** Start **

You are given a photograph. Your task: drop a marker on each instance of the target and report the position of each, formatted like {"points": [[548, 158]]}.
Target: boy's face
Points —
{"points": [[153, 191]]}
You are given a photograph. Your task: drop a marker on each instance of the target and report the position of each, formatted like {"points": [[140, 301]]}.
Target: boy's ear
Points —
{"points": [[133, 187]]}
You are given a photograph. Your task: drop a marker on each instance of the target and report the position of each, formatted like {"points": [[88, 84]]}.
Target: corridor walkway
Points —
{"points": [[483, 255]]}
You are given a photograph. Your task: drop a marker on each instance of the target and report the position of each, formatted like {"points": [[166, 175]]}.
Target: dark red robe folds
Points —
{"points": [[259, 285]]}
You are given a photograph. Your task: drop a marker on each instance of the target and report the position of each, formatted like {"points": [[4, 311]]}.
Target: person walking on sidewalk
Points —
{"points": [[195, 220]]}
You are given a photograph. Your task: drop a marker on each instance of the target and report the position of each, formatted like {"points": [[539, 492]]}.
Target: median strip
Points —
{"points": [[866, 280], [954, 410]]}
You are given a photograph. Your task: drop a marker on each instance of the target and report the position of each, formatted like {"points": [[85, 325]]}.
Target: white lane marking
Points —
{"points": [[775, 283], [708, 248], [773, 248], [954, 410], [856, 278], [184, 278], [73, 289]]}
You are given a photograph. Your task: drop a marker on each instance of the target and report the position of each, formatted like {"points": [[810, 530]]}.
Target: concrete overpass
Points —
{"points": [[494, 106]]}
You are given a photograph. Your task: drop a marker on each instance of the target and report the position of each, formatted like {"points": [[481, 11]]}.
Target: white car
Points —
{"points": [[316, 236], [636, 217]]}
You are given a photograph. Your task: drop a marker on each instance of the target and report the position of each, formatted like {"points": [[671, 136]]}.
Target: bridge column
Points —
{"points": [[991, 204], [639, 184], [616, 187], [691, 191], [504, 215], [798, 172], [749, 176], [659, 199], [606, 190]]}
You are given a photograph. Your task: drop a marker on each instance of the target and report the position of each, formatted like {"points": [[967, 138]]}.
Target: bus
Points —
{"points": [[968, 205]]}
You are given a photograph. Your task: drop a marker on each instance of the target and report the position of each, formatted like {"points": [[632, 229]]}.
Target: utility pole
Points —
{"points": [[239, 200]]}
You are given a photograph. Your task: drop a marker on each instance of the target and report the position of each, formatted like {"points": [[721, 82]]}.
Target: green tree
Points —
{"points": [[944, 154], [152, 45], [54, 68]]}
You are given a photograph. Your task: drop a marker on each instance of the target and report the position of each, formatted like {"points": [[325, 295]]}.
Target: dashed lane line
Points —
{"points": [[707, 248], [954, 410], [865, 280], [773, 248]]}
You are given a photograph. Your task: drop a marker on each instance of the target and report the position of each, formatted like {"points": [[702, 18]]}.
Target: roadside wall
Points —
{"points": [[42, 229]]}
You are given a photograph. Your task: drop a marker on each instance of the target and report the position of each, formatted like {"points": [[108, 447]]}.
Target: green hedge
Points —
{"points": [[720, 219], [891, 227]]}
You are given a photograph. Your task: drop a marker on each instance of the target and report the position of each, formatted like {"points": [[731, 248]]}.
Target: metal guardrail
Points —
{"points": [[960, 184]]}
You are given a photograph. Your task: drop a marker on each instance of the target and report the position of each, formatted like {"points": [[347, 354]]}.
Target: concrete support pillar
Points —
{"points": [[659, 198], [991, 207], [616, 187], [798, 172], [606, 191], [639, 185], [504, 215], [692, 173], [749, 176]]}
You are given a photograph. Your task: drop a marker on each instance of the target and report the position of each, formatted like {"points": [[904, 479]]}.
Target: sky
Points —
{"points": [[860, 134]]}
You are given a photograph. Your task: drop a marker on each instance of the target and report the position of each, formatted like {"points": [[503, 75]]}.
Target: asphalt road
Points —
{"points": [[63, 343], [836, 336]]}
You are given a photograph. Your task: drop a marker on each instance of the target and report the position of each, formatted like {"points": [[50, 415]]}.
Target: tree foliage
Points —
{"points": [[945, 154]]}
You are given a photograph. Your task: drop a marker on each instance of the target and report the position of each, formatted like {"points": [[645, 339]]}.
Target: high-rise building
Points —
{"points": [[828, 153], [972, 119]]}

** End **

Task details
Extract the data in full. Keep it word for word.

Solution to this exercise
You are given a photograph. Your task: drop a marker on each instance of the target and report the position of each, formatted like {"points": [[548, 158]]}.
Target: boy's face
Points —
{"points": [[153, 191]]}
You are given a photograph. Your task: drop a marker on each instance of the target and report the position of each, formatted like {"points": [[140, 301]]}.
Target: boy's ear
Points —
{"points": [[133, 187]]}
You are given a photograph. Your task: drop a marker on each instance of the target and report the position of each, formatted like {"points": [[88, 84]]}.
Target: corridor walkway
Points —
{"points": [[483, 255]]}
You are given a photograph. Your task: drop a marker on each instance of the target and report the position of each, formatted like {"points": [[166, 175]]}.
Target: dark red robe folds
Points —
{"points": [[259, 285]]}
You are given a photograph. Your task: drop a marker on each instance of the target and report the position of each, formatted like {"points": [[4, 311]]}.
Target: person walking on sidewalk
Points —
{"points": [[195, 220]]}
You are given a photograph. Your task: drop a marker on each instance of the target and report the position of each, formatted like {"points": [[539, 492]]}.
Target: median strip
Points —
{"points": [[866, 280], [954, 410]]}
You are given a photograph. Your task: drop a marker on each instance of the target and report the position of each, formatted like {"points": [[85, 325]]}.
Target: white lane marking
Points —
{"points": [[775, 283], [708, 248], [773, 248], [954, 410], [856, 278], [184, 278], [73, 289]]}
You are given a photograph. Your task: drop a marker on each instance of the target and report the position of each, formatted like {"points": [[810, 530]]}.
Target: concrete overpass
Points —
{"points": [[494, 106]]}
You are given a photograph. Your task: drop a marker on each instance of the target and report the position of each, formatted like {"points": [[481, 11]]}.
Target: white car
Points —
{"points": [[316, 236], [636, 217]]}
You are given a photograph. Your task: drop a marker on each instance of the target and report the position of each, formatted like {"points": [[671, 136]]}.
Target: bridge column
Points —
{"points": [[991, 204], [639, 184], [616, 187], [691, 191], [504, 215], [798, 172], [749, 176], [659, 199], [606, 190]]}
You are given a photograph. Your task: drop a marker on each instance of the target and report the position of each, formatted like {"points": [[967, 138]]}.
Target: bus
Points —
{"points": [[968, 205]]}
You are given a photograph. Your task: drop a marker on each instance of the target and report the position of each, formatted like {"points": [[632, 229]]}.
Target: utility pole
Points —
{"points": [[239, 200]]}
You are given a photograph. Your task: drop a marker on each instance of the target and report the position of each, formatted like {"points": [[721, 82]]}.
Target: green tree
Points —
{"points": [[944, 154], [152, 45], [54, 68]]}
You are given a photograph. Your task: drop a marker on each instance of the target and report the position of each, formatted like {"points": [[325, 295]]}.
Target: dashed lane line
Points —
{"points": [[707, 248], [954, 410], [865, 280], [773, 248]]}
You are given a photograph. Your task: drop a marker on each instance of the target and report the position of each, formatted like {"points": [[702, 18]]}.
Target: roadside wall
Points —
{"points": [[42, 229]]}
You are given a photograph. Your task: drop a marker on each instance of the target and report the position of each, formatted like {"points": [[108, 447]]}.
Target: green hedge
Points —
{"points": [[720, 219], [891, 227]]}
You are given a photograph. Your task: drop a marker on each instance of the target and report the position of each, formatted like {"points": [[731, 248]]}.
Target: metal guardrail
Points —
{"points": [[960, 184]]}
You are given a photograph. Your task: drop a marker on each instance of the target and report the position of each, formatted like {"points": [[347, 354]]}.
Target: concrete support pillar
Points —
{"points": [[659, 198], [991, 207], [616, 187], [798, 172], [606, 191], [639, 185], [504, 215], [692, 173], [749, 176]]}
You are given a photograph. Your task: drop a marker on each instance of the target and report the position of each, formatted like {"points": [[904, 479]]}.
Target: sky
Points —
{"points": [[860, 134]]}
You are given a photograph. Your task: drop a marker on each instance of the target and report the position of each, formatted like {"points": [[503, 75]]}.
Target: asphalt road
Points —
{"points": [[63, 343], [836, 336]]}
You are given a photograph. Your task: drop a marker on each instance of the target and report the position of each, formatted like {"points": [[50, 415]]}.
Target: tree foliage
Points —
{"points": [[945, 154]]}
You are given a photograph. Your task: drop a marker on each instance of the target and report the position of each, formatted like {"points": [[645, 339]]}.
Target: high-rise building
Points —
{"points": [[828, 153], [972, 119]]}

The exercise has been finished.